**Records excerpted from a collection:**
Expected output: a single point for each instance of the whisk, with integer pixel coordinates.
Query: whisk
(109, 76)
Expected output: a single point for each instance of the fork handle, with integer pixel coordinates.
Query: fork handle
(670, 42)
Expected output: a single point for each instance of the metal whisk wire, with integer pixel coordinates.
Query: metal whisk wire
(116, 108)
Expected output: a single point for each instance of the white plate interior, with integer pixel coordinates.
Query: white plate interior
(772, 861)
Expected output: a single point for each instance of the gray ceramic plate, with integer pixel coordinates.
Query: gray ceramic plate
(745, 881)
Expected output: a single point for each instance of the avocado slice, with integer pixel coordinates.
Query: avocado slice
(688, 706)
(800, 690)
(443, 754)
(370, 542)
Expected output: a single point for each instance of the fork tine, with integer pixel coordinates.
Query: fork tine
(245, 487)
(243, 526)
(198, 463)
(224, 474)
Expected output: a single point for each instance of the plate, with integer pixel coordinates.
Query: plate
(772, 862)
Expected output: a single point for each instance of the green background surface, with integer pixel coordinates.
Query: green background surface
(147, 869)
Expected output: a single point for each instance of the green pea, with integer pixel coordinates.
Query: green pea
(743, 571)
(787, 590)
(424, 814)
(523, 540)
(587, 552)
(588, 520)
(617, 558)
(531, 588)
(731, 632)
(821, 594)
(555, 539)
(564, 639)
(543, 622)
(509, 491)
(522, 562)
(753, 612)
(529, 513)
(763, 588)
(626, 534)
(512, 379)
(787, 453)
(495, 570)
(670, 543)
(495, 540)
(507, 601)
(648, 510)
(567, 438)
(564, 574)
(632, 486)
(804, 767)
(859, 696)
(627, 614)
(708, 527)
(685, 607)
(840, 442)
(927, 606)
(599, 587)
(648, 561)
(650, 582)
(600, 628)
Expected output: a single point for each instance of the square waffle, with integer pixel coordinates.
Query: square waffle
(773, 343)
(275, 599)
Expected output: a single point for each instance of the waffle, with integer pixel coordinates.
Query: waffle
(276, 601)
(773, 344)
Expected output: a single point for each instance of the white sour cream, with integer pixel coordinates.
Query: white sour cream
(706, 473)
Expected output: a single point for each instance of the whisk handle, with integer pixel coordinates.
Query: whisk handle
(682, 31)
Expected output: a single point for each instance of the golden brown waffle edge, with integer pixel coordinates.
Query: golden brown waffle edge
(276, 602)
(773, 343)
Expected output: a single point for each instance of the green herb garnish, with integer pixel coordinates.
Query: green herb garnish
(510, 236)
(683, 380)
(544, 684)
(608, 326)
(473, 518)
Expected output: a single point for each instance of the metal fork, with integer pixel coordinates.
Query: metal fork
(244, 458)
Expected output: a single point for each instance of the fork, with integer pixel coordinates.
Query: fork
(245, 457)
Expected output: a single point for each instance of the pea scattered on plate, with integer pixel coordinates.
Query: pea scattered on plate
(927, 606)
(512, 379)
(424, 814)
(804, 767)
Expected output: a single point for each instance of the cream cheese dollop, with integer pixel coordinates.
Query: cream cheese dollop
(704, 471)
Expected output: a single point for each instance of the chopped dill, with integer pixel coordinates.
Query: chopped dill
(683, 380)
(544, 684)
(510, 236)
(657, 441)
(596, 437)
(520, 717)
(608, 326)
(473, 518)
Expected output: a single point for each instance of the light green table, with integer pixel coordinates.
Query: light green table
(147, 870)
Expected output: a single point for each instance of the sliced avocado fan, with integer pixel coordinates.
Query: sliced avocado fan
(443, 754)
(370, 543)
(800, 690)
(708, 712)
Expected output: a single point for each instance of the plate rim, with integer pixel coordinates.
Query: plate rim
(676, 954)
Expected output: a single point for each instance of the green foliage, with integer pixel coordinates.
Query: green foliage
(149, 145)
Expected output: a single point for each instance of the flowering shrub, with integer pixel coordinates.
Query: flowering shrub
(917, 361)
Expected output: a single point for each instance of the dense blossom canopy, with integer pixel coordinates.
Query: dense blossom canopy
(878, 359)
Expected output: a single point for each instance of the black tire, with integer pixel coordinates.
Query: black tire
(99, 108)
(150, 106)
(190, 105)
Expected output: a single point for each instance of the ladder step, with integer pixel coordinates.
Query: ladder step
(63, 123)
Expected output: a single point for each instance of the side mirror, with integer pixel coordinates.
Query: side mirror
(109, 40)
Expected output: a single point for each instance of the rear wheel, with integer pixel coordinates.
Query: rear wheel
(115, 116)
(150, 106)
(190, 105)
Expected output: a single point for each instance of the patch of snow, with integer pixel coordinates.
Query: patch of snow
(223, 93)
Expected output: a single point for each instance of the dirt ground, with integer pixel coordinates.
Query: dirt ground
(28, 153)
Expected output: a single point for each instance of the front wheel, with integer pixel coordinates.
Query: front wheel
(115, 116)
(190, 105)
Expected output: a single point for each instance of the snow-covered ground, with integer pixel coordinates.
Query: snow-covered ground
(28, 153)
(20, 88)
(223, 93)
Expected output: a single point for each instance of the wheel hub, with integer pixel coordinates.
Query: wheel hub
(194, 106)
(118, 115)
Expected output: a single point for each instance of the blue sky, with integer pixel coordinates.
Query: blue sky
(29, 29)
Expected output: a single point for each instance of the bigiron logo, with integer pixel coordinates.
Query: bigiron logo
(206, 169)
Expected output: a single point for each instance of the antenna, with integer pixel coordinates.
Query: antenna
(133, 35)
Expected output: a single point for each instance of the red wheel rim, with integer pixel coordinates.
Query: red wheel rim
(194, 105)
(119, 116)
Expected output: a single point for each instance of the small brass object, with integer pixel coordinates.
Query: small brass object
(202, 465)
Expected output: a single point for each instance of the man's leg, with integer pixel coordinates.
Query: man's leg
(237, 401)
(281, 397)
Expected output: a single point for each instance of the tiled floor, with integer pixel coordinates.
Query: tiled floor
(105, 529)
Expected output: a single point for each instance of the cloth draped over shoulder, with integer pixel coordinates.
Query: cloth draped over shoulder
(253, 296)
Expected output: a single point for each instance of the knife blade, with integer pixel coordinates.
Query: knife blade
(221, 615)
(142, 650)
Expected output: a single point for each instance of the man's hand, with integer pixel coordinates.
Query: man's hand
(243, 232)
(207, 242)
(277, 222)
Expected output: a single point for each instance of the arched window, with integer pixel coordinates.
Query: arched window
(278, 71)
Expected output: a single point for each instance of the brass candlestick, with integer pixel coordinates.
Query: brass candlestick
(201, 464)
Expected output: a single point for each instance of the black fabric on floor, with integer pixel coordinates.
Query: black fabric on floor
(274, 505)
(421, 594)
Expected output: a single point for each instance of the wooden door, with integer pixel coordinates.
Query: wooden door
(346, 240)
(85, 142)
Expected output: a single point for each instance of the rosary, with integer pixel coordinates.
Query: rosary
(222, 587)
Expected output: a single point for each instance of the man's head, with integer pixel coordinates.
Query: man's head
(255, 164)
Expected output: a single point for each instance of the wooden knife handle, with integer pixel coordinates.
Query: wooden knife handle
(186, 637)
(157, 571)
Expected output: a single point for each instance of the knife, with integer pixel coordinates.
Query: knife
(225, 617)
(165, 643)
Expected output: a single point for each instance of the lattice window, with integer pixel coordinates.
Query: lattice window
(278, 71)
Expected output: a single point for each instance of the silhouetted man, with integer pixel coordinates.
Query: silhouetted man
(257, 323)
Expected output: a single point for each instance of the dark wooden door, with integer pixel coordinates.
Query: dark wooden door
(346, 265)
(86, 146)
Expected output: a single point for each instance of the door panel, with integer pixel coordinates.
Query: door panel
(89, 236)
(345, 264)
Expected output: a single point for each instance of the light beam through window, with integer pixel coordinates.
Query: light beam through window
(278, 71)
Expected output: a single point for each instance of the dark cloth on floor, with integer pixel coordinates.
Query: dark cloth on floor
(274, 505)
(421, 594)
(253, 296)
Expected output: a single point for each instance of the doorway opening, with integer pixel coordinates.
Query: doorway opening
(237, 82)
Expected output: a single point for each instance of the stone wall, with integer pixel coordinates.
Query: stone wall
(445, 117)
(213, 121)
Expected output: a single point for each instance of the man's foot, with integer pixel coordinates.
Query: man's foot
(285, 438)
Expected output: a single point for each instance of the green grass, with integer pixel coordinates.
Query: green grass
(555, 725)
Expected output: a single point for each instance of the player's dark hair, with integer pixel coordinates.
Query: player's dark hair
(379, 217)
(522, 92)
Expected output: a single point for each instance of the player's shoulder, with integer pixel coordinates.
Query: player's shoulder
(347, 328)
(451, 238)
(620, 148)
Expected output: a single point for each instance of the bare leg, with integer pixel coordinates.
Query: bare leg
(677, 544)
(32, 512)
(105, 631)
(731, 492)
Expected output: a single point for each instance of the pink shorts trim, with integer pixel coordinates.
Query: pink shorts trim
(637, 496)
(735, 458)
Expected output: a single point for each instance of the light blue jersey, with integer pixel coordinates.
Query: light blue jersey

**Required task:** Find the line containing "cloth on floor, with integer pixel coordinates.", then output it and every line after it to the end of the data, exactly.

**Final result:**
Expected output: a single point for each instance of the dark cloth on floor, with integer pixel coordinates.
Query: dark cloth on floor
(274, 505)
(421, 594)
(253, 296)
Expected output: a single point for each instance of the doorway opening, with integer pixel coordinates.
Query: doorway opening
(237, 82)
Expected output: a single point for each instance of the stone wall, with integer pixel coordinates.
Query: stone wall
(445, 117)
(213, 121)
Expected output: a single point for each instance of the man's foot, with integer pixel coordinates.
Query: man's foot
(285, 438)
Expected output: a single point for each instance of the green grass, with integer pixel coordinates.
Query: green grass
(555, 725)
Expected output: a single point for each instance of the player's dark hair, with integer pixel coordinates.
Query: player's dark hair
(379, 217)
(522, 92)
Expected output: a single point for each instance of the player's shoulder, with integer pixel coordinates.
Query: player's shoulder
(347, 328)
(451, 238)
(620, 148)
Expected output: a single point for each instance of the bare leg, with integer pixel coordinates.
Query: bare leg
(677, 544)
(32, 512)
(105, 631)
(731, 492)
Expected output: a single point for each instance of the pink shorts trim, with integer pixel coordinates.
Query: pink shorts trim
(637, 496)
(735, 458)
Expected output: a single point for each instance of the light blue jersey, with integer pixel coordinates.
Query: light blue jersey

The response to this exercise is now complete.